_THE REQUEST_
State only the number of lines in the rows below that contain the string "fish". Matching is case-sensitive.

[Dataset excerpt]
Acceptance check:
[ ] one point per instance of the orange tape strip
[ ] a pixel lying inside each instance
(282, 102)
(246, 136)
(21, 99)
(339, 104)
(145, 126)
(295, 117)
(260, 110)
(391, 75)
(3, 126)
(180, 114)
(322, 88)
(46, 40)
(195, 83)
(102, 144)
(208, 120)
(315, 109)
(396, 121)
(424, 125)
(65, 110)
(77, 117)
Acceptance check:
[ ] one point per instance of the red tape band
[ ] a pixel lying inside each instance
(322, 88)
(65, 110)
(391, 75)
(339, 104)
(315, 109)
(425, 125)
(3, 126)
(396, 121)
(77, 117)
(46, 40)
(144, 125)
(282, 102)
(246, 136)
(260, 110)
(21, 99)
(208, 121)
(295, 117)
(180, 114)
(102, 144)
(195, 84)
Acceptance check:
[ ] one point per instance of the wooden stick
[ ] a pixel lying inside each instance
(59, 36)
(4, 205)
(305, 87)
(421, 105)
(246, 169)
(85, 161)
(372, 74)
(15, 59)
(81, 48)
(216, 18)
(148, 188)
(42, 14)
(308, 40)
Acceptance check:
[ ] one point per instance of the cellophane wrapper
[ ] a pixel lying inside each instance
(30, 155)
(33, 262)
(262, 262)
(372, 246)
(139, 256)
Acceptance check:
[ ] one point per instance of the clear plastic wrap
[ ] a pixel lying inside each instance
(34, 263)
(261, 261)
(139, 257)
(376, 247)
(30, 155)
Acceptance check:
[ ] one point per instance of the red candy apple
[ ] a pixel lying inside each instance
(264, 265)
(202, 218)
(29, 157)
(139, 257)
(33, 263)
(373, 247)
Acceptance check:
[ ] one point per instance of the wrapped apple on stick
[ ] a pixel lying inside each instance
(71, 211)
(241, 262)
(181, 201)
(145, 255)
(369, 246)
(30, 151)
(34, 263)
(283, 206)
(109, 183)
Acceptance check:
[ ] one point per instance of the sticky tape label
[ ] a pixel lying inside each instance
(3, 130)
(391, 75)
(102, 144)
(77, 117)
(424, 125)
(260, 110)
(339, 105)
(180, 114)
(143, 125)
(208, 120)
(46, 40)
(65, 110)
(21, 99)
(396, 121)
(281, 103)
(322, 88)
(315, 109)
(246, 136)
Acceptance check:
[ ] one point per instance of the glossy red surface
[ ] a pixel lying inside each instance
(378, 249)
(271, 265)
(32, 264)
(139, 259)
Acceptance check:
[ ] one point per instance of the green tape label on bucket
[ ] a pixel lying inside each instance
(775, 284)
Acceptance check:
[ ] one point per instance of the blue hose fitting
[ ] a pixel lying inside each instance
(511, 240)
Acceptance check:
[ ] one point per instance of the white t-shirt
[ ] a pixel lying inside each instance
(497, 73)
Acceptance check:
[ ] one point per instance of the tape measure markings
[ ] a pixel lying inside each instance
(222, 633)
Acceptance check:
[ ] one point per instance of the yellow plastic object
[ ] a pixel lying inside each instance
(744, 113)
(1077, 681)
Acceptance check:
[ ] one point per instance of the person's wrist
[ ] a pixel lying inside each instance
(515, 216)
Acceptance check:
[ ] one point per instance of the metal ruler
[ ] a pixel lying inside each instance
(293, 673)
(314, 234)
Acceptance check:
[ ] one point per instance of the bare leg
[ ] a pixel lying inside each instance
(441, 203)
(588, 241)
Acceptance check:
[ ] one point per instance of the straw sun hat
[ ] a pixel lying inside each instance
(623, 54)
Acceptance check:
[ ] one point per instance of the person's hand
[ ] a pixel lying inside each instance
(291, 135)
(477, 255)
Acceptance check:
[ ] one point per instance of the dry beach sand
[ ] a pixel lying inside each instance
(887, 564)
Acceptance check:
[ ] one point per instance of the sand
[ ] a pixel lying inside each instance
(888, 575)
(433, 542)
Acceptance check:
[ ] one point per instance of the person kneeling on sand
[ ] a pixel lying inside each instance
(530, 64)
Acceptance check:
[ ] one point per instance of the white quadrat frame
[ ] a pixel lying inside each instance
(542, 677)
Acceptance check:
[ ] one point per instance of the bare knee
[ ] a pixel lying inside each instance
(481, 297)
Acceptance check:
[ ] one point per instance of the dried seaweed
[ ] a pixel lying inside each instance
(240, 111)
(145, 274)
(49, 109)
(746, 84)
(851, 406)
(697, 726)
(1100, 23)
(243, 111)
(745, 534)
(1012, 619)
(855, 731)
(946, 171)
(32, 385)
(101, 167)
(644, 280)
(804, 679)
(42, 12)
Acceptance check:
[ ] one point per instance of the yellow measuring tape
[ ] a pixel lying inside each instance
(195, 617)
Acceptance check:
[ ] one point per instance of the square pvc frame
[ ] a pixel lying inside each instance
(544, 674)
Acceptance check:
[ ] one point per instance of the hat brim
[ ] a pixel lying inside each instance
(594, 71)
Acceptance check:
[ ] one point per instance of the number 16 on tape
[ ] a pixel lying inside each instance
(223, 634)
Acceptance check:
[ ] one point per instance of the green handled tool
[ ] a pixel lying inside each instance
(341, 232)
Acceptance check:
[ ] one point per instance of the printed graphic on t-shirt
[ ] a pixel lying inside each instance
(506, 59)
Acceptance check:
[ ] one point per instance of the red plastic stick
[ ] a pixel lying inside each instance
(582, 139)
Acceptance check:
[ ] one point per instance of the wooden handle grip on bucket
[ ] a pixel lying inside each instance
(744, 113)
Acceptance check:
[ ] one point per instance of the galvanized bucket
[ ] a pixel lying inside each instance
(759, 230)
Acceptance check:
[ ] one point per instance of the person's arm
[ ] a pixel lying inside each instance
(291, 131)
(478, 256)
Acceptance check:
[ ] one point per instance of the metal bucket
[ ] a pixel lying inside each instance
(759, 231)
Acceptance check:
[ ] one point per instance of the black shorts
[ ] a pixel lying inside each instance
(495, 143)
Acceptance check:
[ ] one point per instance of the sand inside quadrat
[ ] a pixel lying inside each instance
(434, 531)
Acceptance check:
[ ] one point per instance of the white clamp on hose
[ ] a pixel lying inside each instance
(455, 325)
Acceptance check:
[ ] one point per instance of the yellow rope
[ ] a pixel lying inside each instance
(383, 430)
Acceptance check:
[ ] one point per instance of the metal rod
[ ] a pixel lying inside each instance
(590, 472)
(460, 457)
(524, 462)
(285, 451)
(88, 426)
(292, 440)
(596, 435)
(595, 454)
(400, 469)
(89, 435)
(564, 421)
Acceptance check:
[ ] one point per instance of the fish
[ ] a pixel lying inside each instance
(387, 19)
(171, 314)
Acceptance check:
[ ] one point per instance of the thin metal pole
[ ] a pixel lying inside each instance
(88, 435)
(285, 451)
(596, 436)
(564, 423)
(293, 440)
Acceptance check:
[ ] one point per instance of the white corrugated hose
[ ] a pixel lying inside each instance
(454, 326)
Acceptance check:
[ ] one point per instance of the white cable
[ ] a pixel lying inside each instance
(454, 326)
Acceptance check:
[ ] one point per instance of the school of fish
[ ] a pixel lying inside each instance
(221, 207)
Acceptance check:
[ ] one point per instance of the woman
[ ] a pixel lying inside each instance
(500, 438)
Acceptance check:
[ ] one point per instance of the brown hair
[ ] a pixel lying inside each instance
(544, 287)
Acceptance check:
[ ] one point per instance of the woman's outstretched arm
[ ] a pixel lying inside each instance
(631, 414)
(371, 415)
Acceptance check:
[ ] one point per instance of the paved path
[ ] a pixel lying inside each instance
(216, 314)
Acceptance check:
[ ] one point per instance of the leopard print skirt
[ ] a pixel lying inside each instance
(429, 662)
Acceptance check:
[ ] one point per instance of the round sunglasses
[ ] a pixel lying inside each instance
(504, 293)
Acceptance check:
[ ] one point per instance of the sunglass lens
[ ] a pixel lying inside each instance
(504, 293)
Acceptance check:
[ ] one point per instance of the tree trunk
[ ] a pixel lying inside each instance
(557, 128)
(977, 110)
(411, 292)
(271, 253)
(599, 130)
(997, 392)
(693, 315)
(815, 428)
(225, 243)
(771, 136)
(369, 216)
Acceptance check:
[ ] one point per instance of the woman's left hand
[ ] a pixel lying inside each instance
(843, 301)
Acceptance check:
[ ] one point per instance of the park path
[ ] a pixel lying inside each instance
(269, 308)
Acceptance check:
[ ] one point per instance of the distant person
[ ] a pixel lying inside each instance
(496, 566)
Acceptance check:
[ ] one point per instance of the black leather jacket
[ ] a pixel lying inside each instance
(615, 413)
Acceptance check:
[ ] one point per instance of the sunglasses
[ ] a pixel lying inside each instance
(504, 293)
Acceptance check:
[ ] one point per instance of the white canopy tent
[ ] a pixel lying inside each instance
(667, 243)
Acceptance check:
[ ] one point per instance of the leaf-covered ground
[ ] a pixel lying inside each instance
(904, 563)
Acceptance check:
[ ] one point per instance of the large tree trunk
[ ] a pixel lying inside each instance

_OUTPUT OF THE TASK_
2